> Текст для чтения
<<<<

Первое: безумие — жить среди разлагающихся трупов и делать вид, что они живые, наряжать их и румянить, усаживать за стол и пытаться кормить. Второе: безумие — жить среди разлагающихся трупов и говорить, что это они, несмотря на запах, так продолжают расти. Первый род безумия характерен для официальной позиции современных российских государственников и окологосударственных спикеров (от первого лица до РПЦ), которые убеждают нас, что никакие расклады принципиально за последние 200 лет не поменялись, культура в целом все та же, что в XIX веке, а все беды от тлетворного Запада, и бороться с ними можно и нужно по рецептам Достоевского и Ильина. Второй род безумия соответствует позиции прогрессистов всех мастей, которые радостно поют тут и там про то, что семьи из трех человек неопределенного пола — это семьи в том же смысле, какой это слово имело последние несколько тысяч лет, или что государство, приватизирующее и отдающее на аутсорсинг все на свете, включая собственную оборонную сферу, — это все то же самое старое доброе государство из трудов теоретиков суверенитета, или что публичная сфера, структурированная как грибница мнений без всякой иерархии — это публичная сфера, или что христианская конфессия, легализующая однополые браки и допускающая женщин до епископского служения — это христианская конфессия, или что современное искусство... короче, что данная нам в ощущениях сверхмассовая и сверхпопулярная культура — это культура в (почему-то все еще) привычном нам, завещанном пращурами 1800-х и ранее годов рождения, смысле.

>>>>

> Условие задания
По чьим рецептам, согласно тексту для чтения, государственники предлагают бороться с бедами, которые они приписывают Западу?

> Фрагменты строк
<<<<

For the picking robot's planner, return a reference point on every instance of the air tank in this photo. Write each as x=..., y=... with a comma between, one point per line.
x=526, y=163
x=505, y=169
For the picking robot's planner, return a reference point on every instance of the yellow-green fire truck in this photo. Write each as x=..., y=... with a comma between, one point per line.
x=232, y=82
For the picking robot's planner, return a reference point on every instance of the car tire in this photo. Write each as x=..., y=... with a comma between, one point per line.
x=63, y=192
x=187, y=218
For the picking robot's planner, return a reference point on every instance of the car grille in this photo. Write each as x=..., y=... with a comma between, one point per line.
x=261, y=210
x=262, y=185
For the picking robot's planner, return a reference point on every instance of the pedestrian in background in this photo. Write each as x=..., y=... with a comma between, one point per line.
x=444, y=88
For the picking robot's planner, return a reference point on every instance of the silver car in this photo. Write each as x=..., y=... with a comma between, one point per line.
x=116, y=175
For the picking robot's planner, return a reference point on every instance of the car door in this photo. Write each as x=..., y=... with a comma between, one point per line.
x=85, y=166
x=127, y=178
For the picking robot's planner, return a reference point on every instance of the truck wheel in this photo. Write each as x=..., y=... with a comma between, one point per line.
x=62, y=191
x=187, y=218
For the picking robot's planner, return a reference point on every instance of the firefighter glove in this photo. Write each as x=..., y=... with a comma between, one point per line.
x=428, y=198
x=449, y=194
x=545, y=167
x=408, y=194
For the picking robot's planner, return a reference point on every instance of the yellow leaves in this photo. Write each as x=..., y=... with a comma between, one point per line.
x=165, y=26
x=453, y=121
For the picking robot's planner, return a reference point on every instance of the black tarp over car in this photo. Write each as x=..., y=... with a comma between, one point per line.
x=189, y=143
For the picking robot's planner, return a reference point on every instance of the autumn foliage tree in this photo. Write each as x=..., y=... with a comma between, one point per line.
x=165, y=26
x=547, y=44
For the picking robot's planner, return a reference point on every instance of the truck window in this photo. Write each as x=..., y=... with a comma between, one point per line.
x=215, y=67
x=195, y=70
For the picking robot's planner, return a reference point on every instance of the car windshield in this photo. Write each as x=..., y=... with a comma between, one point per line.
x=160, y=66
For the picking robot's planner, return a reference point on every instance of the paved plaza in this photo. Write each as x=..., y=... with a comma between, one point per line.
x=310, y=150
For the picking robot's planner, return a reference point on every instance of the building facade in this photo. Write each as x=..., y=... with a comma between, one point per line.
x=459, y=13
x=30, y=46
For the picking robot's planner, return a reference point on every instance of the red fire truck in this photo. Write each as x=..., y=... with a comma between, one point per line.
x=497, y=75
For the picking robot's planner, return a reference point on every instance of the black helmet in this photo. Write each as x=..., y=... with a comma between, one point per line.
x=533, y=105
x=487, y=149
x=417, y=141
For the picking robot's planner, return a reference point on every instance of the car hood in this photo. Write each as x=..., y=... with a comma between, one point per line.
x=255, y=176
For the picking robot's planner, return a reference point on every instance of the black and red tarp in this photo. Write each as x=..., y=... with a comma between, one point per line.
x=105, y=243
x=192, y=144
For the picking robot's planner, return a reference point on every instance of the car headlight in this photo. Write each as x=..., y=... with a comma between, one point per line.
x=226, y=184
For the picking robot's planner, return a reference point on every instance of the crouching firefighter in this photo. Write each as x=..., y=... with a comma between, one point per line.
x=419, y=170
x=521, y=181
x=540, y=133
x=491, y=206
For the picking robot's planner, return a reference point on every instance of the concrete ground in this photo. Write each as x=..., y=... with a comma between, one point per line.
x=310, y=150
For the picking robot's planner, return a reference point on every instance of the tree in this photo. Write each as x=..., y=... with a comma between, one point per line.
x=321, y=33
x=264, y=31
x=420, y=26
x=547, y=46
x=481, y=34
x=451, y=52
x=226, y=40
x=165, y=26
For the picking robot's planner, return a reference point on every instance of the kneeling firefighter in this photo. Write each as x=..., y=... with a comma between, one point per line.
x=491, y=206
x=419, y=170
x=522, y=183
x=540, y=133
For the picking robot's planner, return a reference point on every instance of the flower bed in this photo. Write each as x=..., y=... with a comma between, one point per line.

>>>>

> Ответ
По рецептам Достоевского и Ильина.